* start *

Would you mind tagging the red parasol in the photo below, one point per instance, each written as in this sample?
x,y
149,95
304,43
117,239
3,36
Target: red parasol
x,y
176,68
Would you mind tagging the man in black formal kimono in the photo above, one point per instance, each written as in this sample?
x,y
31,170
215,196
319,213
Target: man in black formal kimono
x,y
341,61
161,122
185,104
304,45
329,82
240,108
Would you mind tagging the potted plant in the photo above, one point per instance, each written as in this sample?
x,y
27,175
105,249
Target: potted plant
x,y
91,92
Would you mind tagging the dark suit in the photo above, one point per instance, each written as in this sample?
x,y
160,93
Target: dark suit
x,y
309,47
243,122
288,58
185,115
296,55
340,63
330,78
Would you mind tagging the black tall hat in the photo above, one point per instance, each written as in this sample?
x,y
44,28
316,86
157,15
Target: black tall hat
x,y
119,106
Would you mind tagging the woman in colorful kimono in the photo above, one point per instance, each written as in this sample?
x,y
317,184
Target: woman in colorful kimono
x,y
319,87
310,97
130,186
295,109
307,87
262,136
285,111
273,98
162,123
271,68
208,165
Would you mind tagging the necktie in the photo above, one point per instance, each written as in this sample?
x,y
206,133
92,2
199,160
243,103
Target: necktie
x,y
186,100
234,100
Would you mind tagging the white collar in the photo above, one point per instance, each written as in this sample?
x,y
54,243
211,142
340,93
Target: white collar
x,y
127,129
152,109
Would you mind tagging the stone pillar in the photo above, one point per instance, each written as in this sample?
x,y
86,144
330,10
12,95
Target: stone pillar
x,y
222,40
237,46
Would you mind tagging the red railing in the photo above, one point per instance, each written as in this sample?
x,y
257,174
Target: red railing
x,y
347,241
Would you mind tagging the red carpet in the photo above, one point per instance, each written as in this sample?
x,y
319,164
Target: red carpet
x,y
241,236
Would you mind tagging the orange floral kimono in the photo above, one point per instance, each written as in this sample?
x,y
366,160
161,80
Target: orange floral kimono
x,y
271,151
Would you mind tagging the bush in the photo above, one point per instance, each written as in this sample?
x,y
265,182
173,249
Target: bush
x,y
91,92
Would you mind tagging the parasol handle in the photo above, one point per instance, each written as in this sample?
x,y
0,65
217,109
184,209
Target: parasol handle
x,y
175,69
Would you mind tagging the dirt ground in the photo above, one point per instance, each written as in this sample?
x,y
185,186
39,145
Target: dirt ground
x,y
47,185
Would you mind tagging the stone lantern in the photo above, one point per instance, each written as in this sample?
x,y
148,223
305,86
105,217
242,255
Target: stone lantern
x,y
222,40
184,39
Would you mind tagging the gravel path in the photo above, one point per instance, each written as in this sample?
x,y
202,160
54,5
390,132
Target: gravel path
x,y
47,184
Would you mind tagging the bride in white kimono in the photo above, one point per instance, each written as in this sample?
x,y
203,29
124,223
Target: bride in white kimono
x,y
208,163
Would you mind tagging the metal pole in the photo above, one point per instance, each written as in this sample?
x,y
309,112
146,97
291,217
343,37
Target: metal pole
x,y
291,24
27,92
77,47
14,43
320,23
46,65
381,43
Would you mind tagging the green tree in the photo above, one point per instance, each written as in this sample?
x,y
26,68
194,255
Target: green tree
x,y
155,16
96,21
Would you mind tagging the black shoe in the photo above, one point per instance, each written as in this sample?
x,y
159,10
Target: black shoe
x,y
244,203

* end *

Goal of the exercise: Copy out every entry above, changing "one point per instance" to "one point per object" and leaving everything else as it stands.

Task solution:
Would you mind tagging the red parasol in the photo below, one point per object, each written as in this sample?
x,y
149,95
304,43
117,239
3,36
Target: red parasol
x,y
176,68
Would you mind tagging the man in black formal kimono in the photo above, one point per object, each written as in this sample?
x,y
31,170
215,196
319,213
Target: man in black formal kimono
x,y
341,61
161,122
185,104
304,45
329,82
240,108
Would you mind tagging the potted plant in the photo above, one point per object, each written as in this sample?
x,y
27,175
105,249
Target: potted plant
x,y
91,92
Would you mind tagging the dark suit in the photo above, one point per object, each written as in this sample?
x,y
160,93
Target: dark suit
x,y
309,47
243,122
288,58
185,115
296,55
340,63
330,78
Would you mind tagging the black tall hat in the photo above, one point per object, each written as in this sample?
x,y
44,28
316,86
157,15
Target: black tall hat
x,y
119,106
Would you mind tagging the woman in colorful kimono in the photo above, one point per object, each written as in this sample?
x,y
317,184
Target: woman in colorful kimono
x,y
319,87
310,97
130,186
295,109
307,87
262,136
285,111
273,98
162,123
271,68
208,165
Would you mind tagging the necktie in the photo above, one point per object, each written as in this sample?
x,y
206,133
92,2
199,160
243,103
Target: necktie
x,y
186,100
234,100
Would you mind tagging the white collar in the photo above, one point per object, each written as in this sample?
x,y
54,243
211,142
340,93
Target: white collar
x,y
127,129
152,109
Would you mind tagging the stone pillar in the photo above, one point per object, each written as in this sample?
x,y
86,144
330,10
12,95
Target: stone pillar
x,y
222,40
237,46
Would you mind tagging the red railing in the photo above, one point per object, each written as in this sample?
x,y
257,174
Target: red railing
x,y
347,241
Would you mind tagging the red carpet in the photo above, one point per object, each written as in this sample?
x,y
319,164
Target: red carpet
x,y
241,236
Would you mind tagging the orange floral kimono in the photo above, one point per object, each written as in this sample?
x,y
366,160
161,80
Target: orange floral kimono
x,y
271,151
Would you mind tagging the bush in the photo above, one point per object, each written as in this sample?
x,y
265,182
173,249
Target: bush
x,y
91,92
Would you mind tagging the parasol handle in the photo above, one point per object, each written as in this sample?
x,y
0,65
217,109
184,209
Target: parasol handle
x,y
175,69
Would you mind tagging the dirt ground in the photo above, one point per object, each written as in this sample?
x,y
185,186
39,145
Target: dirt ground
x,y
47,185
Would you mind tagging the stone lantern in the photo above, one point per object, each written as in this sample?
x,y
148,223
305,86
105,217
242,255
Target: stone lantern
x,y
222,40
184,39
Would you mind tagging the gravel path in the photo above, one point per object, each written as in this sample?
x,y
202,160
54,5
390,132
Target: gravel path
x,y
47,184
Would you mind tagging the bride in white kimono in the photo above, one point per object, each written as in this sample?
x,y
203,29
124,223
Target: bride in white kimono
x,y
208,163
Would you mind tagging the metal pole in the photo above, one point per object, each written as in this sample?
x,y
309,112
146,97
291,217
343,37
Target: metal pole
x,y
291,24
27,92
77,47
14,43
320,23
46,65
381,43
Would you mind tagging the green tree in the photo above, one point per object, each written as in this sample?
x,y
26,68
194,255
Target: green tree
x,y
155,16
96,21
Would you mind tagging the black shoe in the photo above, one point per object, each written as in this sample?
x,y
159,10
Target: black shoe
x,y
244,203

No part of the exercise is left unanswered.